__PROVIDED PASSAGE__.
↓

As used in this Agreement, the term “Initial Purchaser” shall be deemed to include any person substituted for a defaulting Initial Purchaser under this Section 16. Any action taken under this Section 16 shall not relieve any defaulting Initial Purchaser from liability in respect of any default of such Initial Purchaser under this Agreement.

SECTION 17. No Advisory or Fiduciary Responsibility. The Company acknowledges and agrees that: (i) the purchase and sale of the Securities pursuant to this Agreement, including the determination of the offering price of the Securities and any related discounts and commissions, is an arm’s-length commercial transaction between the Company, on the one hand, and the several Initial Purchasers, on the other hand, and the Company is capable of evaluating and understanding and understands and accepts the terms, risks and conditions of the transactions contemplated by this Agreement; (ii) in connection with each transaction contemplated hereby and the process leading to such transaction each Initial Purchaser is and has been acting solely as a principal and is not the agent or fiduciary of the Company or its affiliates, stockholders, creditors or employees or any other party; (iii) no Initial Purchaser has assumed or will assume an advisory or fiduciary responsibility in favor of the Company with respect to any of the transactions contemplated hereby or the process leading thereto (irrespective of whether such Initial Purchaser has advised or is currently advising the Company on other matters) or any other obligation of the Company except the obligations expressly set forth in this Agreement; (iv) the several Initial Purchasers and their respective affiliates may be engaged in a broad range of transactions that involve interests that differ from those of the Company and that the several Initial Purchasers have no obligation to disclose any of such interests by virtue of any fiduciary or advisory relationship; and (v) the Initial Purchasers have not provided any legal, accounting, regulatory or tax advice with respect to the offering contemplated hereby and the Company has consulted its own legal, accounting, regulatory and tax advisors to the extent it deemed appropriate.

This Agreement supersedes all prior agreements and understandings (whether written or oral) between the Company and the several Initial Purchasers, or any of them, with respect to the subject matter hereof. The Company hereby waives and releases, to the fullest extent permitted by law, any claims that the Company may have against the several Initial Purchasers with respect to any breach or alleged breach of fiduciary duty.

SECTION 18. General Provisions. This Agreement constitutes the entire agreement of the parties to this Agreement and supersedes all prior written or oral and all contemporaneous oral agreements, understandings and negotiations with respect to the subject matter hereof. This Agreement may be executed in two or more counterparts, each one of which shall be an original, with the same effect as if the signatures thereto and hereto were upon the same instrument. This Agreement may not be amended or modified unless in writing by all of the parties hereto, and no condition herein (express or implied) may be waived unless waived in writing by each party whom the condition is meant to benefit. The section headings herein are for the convenience of the parties only and shall not affect the construction or interpretation of this Agreement.

↑

__DATASET ROWS__.

↓

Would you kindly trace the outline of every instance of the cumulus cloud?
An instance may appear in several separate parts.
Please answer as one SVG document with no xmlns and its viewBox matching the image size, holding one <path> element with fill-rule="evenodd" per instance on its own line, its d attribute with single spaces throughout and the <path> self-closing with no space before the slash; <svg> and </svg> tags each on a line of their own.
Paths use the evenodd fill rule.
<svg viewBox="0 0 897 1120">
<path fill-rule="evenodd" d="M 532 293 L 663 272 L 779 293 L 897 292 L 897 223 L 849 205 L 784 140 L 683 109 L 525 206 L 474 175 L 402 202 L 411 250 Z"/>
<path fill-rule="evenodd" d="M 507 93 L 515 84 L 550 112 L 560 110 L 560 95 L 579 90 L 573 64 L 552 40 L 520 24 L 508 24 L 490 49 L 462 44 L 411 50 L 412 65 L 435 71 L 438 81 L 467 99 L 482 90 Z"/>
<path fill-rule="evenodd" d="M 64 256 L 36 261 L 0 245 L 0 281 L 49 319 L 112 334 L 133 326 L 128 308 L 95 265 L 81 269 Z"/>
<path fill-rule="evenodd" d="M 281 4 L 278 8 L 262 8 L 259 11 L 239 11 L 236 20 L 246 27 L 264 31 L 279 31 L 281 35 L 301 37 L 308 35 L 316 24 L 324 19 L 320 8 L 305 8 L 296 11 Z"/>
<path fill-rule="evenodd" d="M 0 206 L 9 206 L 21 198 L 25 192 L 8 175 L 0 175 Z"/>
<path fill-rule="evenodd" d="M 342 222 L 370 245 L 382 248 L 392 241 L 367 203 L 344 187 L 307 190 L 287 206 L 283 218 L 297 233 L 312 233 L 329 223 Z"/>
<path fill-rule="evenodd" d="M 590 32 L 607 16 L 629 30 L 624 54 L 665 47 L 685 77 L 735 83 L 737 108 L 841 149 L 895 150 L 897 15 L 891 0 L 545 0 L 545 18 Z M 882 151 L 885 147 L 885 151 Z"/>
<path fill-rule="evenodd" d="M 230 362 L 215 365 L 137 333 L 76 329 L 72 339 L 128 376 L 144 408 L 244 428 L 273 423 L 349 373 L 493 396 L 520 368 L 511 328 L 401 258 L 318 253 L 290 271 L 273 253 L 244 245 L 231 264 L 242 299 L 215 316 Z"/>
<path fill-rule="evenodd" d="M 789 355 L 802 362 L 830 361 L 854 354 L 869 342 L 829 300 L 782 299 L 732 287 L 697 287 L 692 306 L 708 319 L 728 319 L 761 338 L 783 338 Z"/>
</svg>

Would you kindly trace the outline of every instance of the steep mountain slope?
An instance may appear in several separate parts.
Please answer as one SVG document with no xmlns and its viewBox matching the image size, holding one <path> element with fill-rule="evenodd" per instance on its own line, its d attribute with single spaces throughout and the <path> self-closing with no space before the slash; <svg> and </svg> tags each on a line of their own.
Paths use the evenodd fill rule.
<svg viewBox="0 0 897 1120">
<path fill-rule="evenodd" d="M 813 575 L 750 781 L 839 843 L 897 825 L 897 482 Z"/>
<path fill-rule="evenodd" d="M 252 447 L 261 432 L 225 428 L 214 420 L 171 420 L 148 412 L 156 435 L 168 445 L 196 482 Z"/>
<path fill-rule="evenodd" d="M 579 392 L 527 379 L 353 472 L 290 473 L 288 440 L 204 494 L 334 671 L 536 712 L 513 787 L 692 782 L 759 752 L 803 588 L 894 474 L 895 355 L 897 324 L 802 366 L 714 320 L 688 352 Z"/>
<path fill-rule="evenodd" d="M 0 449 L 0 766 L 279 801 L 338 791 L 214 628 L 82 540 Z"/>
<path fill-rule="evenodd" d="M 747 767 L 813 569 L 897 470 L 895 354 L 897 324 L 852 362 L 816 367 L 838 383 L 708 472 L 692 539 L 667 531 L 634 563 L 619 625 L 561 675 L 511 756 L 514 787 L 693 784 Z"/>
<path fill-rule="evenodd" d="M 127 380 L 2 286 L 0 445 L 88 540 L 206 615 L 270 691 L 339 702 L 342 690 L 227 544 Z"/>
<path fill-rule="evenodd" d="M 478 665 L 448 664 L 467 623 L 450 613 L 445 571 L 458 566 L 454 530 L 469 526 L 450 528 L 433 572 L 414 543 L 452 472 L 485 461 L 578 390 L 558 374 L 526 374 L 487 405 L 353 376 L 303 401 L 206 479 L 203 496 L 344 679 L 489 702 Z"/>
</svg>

↑

__EXERCISES__.
1) Revise the agreement excerpt, starting at "As used in this" and ending at "under this Agreement.", with "liability" changed to "responsibility".
2) Copy the rows word for word, starting at the first row and ending at the line that contains "532 293 L 663".

__ANSWER SET__.
1)
As used in this Agreement, the term “Initial Purchaser” shall be deemed to include any person substituted for a defaulting Initial Purchaser under this Section 16. Any action taken under this Section 16 shall not relieve any defaulting Initial Purchaser from responsibility in respect of any default of such Initial Purchaser under this Agreement.

2)
Would you kindly trace the outline of every instance of the cumulus cloud?
An instance may appear in several separate parts.
Please answer as one SVG document with no xmlns and its viewBox matching the image size, holding one <path> element with fill-rule="evenodd" per instance on its own line, its d attribute with single spaces throughout and the <path> self-closing with no space before the slash; <svg> and </svg> tags each on a line of their own.
Paths use the evenodd fill rule.
<svg viewBox="0 0 897 1120">
<path fill-rule="evenodd" d="M 532 293 L 663 272 L 779 293 L 897 292 L 897 223 L 849 205 L 784 140 L 683 109 L 525 206 L 474 175 L 402 202 L 411 250 Z"/>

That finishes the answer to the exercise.